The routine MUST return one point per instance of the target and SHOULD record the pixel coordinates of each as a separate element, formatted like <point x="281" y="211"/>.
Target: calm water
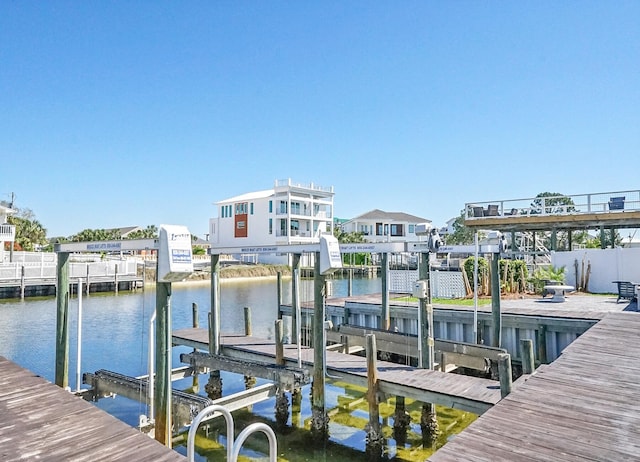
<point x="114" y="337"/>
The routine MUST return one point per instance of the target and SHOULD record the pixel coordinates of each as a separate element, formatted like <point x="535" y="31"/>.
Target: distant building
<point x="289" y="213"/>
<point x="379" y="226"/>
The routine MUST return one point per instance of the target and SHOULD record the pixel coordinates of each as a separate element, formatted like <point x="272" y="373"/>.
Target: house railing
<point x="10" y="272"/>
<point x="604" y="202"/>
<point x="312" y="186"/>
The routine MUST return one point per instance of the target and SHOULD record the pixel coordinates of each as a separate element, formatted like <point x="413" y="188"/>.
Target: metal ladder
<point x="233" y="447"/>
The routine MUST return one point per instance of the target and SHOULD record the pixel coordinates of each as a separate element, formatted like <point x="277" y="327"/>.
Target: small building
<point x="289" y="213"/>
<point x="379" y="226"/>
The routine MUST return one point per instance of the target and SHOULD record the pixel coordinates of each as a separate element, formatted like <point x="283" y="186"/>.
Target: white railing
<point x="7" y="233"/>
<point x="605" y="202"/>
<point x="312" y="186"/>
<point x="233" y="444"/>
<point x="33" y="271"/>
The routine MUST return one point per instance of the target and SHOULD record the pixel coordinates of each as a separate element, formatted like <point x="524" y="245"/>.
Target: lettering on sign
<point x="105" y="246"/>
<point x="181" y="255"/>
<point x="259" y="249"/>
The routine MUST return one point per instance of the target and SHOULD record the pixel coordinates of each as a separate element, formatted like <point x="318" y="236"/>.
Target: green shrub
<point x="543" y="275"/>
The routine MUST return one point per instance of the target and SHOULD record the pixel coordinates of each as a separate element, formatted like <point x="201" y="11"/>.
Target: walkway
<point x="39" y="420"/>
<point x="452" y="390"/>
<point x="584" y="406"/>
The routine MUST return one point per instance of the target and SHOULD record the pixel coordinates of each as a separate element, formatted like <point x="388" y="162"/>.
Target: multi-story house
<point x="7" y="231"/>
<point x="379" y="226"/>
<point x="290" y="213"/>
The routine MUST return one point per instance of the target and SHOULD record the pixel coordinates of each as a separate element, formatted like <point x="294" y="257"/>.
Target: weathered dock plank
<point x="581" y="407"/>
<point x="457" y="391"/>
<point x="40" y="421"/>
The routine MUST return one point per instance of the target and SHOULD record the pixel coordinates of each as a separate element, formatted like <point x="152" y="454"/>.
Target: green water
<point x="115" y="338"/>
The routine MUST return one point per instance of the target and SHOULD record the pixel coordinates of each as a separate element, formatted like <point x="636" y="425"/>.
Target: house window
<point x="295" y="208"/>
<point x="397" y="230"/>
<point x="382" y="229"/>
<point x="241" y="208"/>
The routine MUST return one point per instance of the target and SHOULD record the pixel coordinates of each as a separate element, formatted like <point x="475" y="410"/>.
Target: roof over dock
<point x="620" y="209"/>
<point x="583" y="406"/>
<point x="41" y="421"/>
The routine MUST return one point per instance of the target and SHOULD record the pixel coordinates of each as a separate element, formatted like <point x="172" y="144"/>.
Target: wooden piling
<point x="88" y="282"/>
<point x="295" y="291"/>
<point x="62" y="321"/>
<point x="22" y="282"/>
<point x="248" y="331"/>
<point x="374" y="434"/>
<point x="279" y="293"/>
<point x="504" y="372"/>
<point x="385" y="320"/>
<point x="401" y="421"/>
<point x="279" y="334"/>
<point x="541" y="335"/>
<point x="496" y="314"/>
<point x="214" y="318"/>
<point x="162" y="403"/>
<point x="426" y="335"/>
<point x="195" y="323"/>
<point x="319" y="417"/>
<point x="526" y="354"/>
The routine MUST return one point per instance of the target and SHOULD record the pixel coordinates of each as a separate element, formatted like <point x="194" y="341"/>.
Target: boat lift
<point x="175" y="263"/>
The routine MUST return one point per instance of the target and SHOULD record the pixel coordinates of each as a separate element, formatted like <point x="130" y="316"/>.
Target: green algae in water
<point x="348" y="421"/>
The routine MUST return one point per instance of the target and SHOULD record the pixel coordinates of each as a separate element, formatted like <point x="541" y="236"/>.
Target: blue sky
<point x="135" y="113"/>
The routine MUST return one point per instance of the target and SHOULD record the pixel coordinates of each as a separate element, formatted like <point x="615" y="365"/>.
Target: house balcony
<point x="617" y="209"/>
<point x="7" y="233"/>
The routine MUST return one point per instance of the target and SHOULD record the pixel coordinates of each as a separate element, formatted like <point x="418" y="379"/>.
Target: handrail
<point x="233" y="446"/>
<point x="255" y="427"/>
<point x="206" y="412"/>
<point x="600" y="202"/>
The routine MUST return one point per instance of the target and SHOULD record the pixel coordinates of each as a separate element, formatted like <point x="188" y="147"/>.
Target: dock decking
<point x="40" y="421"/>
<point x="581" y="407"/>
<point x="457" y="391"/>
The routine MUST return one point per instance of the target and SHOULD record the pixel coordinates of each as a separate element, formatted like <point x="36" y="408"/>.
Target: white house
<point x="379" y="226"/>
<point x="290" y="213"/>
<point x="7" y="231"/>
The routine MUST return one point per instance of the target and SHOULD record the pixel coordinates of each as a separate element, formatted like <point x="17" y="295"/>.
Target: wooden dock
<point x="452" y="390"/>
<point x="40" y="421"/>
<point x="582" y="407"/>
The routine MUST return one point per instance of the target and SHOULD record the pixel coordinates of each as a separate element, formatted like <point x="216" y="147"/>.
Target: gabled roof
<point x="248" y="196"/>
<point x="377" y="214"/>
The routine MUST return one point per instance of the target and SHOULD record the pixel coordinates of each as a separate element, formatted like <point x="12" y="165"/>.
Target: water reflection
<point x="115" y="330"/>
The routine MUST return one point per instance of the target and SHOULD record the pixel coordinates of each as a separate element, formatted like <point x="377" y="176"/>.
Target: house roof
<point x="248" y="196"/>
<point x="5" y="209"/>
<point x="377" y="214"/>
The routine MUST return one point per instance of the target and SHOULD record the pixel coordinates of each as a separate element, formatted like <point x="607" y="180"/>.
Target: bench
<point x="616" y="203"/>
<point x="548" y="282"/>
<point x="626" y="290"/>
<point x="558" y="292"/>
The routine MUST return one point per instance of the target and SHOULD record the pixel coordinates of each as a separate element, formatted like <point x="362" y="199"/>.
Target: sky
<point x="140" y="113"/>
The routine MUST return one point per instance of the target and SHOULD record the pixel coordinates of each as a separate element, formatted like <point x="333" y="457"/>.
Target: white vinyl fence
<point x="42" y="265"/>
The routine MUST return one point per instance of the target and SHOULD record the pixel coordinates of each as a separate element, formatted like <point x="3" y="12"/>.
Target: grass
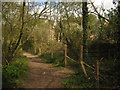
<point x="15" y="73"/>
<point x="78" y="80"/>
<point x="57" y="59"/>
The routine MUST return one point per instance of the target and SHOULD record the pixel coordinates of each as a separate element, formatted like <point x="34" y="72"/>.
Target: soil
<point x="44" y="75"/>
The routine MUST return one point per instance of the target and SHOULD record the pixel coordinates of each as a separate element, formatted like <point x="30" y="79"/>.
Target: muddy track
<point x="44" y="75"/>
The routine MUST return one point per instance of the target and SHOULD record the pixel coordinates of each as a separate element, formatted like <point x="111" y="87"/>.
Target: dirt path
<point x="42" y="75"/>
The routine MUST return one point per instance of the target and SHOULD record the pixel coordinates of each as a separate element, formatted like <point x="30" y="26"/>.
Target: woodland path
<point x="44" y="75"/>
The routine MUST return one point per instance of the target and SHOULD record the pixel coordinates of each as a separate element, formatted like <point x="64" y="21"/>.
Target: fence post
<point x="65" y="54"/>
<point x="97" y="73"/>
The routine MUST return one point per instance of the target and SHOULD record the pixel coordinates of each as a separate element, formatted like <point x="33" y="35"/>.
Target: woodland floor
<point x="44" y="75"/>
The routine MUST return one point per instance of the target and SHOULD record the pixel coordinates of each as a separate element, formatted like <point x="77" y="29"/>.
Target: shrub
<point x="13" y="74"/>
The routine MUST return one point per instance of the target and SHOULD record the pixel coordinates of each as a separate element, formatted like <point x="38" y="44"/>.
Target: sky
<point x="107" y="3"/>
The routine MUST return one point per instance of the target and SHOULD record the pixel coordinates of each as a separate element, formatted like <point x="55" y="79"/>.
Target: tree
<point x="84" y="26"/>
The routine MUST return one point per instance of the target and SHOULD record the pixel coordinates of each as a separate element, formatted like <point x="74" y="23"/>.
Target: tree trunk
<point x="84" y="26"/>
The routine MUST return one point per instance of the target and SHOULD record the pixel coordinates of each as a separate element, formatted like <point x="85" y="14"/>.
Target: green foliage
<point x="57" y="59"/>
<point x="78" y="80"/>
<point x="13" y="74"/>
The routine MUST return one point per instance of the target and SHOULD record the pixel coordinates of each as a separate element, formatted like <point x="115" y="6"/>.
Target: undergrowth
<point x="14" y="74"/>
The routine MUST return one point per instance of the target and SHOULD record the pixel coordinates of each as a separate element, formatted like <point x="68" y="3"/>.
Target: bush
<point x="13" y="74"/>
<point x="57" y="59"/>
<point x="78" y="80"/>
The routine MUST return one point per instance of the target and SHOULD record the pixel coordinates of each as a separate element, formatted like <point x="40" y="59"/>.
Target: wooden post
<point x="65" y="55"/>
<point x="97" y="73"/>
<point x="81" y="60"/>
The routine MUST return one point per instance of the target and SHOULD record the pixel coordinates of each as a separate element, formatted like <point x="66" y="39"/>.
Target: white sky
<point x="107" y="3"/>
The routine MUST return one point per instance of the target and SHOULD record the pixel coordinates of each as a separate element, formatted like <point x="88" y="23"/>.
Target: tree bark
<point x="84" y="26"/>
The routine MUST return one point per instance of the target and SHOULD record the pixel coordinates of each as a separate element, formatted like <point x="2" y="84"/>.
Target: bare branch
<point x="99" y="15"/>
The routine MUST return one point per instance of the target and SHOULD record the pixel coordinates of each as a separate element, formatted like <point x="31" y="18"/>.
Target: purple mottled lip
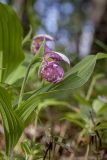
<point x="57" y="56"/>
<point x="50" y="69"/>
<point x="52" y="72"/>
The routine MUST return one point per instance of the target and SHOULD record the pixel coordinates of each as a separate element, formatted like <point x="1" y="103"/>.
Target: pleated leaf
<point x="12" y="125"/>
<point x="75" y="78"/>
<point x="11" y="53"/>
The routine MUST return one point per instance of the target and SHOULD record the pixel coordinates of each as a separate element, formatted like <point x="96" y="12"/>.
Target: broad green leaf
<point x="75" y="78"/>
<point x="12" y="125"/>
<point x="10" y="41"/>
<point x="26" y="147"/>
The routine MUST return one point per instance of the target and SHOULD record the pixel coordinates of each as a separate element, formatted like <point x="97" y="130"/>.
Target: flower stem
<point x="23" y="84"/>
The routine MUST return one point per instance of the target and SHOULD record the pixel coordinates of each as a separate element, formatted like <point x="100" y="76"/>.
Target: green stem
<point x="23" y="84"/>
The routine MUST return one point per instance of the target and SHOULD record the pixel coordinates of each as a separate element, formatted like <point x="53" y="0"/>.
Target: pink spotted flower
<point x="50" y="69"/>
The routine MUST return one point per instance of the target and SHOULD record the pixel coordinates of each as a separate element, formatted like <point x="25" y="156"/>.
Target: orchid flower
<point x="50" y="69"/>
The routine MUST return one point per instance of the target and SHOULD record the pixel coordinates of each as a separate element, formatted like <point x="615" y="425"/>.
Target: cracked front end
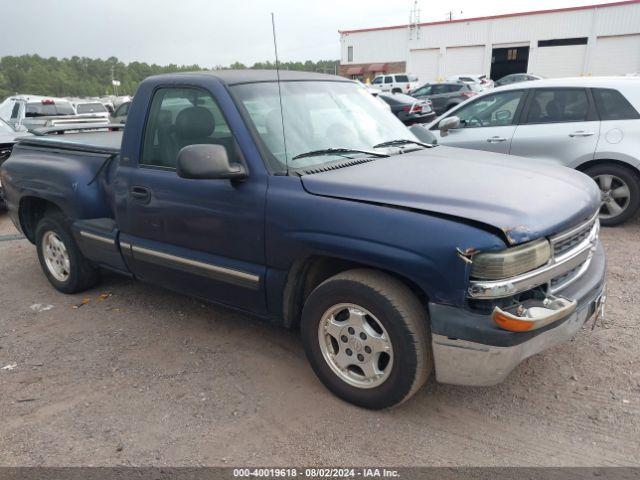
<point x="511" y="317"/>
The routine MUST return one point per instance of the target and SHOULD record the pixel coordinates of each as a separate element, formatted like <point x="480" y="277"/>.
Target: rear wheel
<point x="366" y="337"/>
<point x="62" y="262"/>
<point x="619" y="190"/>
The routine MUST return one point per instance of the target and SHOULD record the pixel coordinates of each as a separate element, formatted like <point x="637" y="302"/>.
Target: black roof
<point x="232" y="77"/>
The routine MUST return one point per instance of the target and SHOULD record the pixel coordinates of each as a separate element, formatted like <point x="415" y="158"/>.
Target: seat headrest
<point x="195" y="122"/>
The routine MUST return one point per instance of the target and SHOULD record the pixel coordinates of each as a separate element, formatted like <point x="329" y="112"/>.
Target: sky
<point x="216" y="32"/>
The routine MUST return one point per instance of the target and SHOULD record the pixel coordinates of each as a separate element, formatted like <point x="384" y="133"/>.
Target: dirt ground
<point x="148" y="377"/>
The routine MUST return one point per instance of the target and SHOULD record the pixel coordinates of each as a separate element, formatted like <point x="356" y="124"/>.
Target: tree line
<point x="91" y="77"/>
────────
▶ Consigne: Combien de lignes des items contiennent la chaîne « flower », en tenant compte de la casse ? Indiquez seulement ce nombre.

▶ Réponse attendue: 3